§ **GOAL**
Locate every line in the material below that contains the string "Query" with identical capitalization, and copy each of those lines.

***** PROVIDED ENTRIES

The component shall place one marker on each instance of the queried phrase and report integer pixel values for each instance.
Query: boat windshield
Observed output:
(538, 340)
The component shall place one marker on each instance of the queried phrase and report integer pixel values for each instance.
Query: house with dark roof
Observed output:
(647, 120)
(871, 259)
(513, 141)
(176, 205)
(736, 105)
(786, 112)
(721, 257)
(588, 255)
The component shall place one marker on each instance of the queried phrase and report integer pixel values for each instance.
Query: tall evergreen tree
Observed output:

**********
***** PROVIDED ENTRIES

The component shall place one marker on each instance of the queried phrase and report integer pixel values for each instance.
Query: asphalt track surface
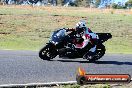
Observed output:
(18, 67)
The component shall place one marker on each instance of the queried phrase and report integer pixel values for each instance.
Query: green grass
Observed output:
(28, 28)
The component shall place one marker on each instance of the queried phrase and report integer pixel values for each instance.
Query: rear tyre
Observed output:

**********

§ **REPLY TO THE EXERCISE**
Query: boat windshield
Query: house with dark roof
Query: tall evergreen tree
Query: asphalt track surface
Query: green grass
Query: rear tyre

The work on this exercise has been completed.